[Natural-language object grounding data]
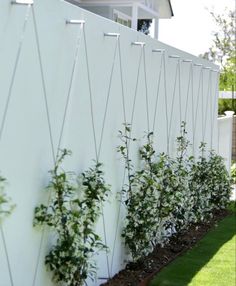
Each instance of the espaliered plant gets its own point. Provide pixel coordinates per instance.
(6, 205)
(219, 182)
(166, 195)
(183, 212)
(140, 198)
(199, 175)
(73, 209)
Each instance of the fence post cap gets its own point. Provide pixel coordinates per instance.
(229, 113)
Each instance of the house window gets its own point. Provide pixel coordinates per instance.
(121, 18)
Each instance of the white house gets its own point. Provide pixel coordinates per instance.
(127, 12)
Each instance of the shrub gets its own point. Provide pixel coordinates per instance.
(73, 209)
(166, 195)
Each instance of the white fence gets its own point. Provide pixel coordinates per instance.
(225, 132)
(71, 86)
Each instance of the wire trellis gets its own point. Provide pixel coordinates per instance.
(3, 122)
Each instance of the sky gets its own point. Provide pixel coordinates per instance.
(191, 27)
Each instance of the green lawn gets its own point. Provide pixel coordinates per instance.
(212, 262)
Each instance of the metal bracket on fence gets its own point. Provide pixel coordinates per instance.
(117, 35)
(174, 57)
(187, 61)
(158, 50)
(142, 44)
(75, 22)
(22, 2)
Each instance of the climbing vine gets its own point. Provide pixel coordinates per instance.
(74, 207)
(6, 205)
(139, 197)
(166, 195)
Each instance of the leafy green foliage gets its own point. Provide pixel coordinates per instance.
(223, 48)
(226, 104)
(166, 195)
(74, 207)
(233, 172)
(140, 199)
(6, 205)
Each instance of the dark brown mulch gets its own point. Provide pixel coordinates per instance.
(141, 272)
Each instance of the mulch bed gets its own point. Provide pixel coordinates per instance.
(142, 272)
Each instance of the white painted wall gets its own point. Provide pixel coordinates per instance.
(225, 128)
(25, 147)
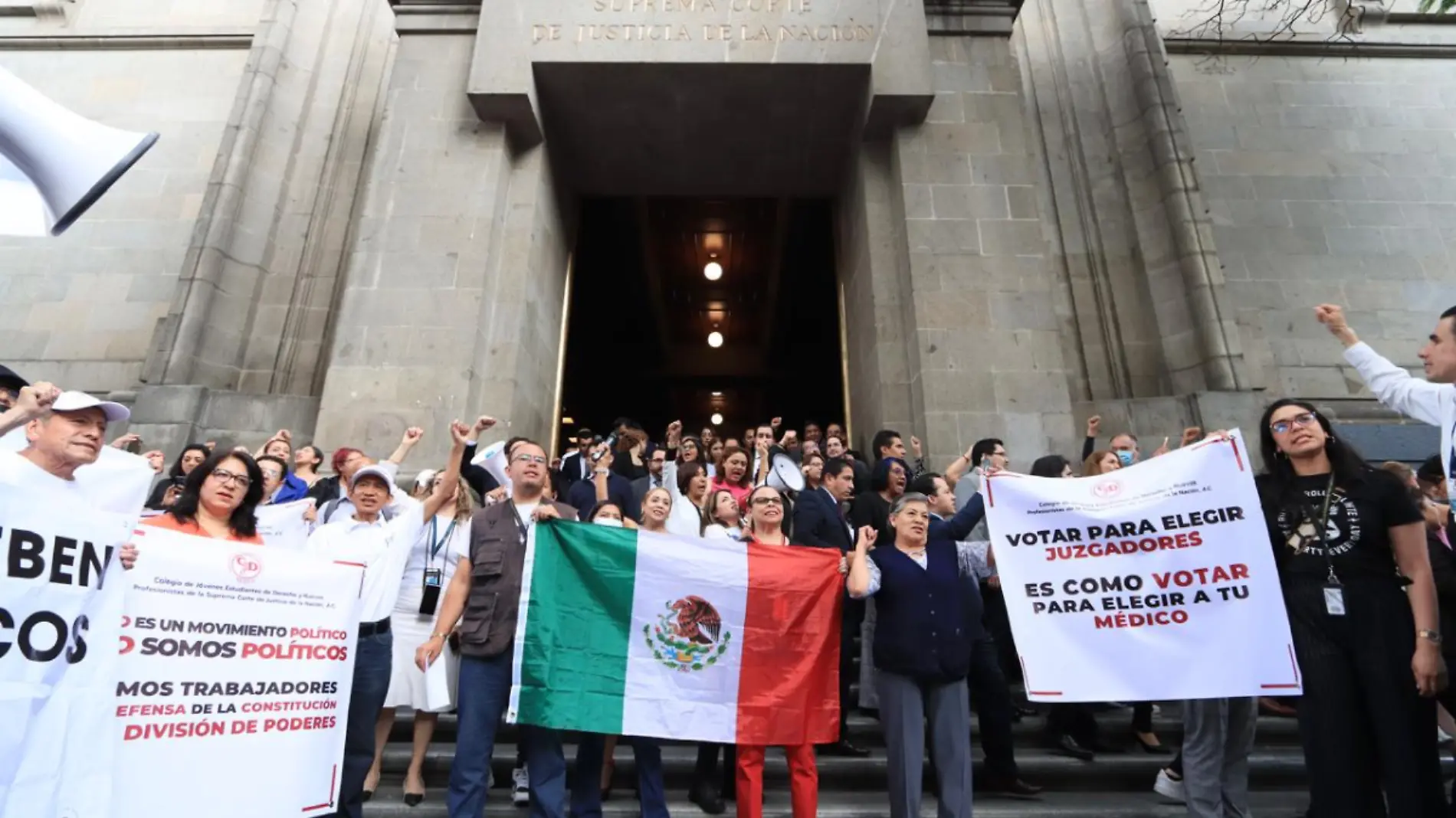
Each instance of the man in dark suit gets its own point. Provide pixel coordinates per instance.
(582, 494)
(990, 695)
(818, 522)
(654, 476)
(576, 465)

(ASSIGNMENT)
Copy out every entry above word for word; omit the images.

(COMPLETED TASK)
Each instance of the espaliered plant gets its own point. Provide pixel coordinates per instance.
(6, 205)
(219, 182)
(166, 195)
(183, 212)
(140, 198)
(199, 175)
(73, 209)
Each instance of the fence post cap gets its own point. Provide pixel coordinates per instance.
(229, 113)
Each instance of the house window gets its own point. Provide pixel coordinates per instance.
(121, 18)
Each instance of the white house gets its own point. Provide pixel coordinates per instance.
(127, 12)
Each instance of the shrub gets its own point. Provide pixel coordinates per instance.
(73, 209)
(166, 195)
Each instance of the white fence gets its own point. Provide pixel coordinates per instance.
(225, 132)
(71, 86)
Each instance of the wire trellis gets its own point. Provide pixel coordinates per instance.
(3, 122)
Each instance of the sky gets its own point. Provide pixel coordinates per instance.
(191, 27)
Each instance of the green lawn gets its own point. Provide pixel coordinates per instance.
(212, 262)
Each instance of the metal bracket on fence gets its own point. Provide pixel coordinates per instance.
(117, 35)
(174, 57)
(187, 61)
(158, 50)
(142, 44)
(75, 22)
(22, 2)
Each instance of the climbing vine gets its own point. Provide pixel coordinates per instance.
(74, 207)
(6, 205)
(139, 197)
(166, 195)
Each instance of the leafy green foliage gets its own point. Provide pixel coordinates per instance.
(223, 48)
(226, 104)
(166, 195)
(74, 207)
(233, 172)
(140, 199)
(6, 205)
Each instance of the dark brown mulch gets its own point. Provide pixel coordinates per instance.
(141, 272)
Each instance of the mulch bed gets its own point. Provide pixel coordinates per instance.
(142, 272)
Each instance of the white painted wall gets its own point. Provide pixel coordinates per instance.
(225, 128)
(25, 147)
Each instance of the man in dark suit gets its own point. Provide pixel coordinates per instance.
(582, 494)
(990, 695)
(818, 522)
(654, 476)
(576, 465)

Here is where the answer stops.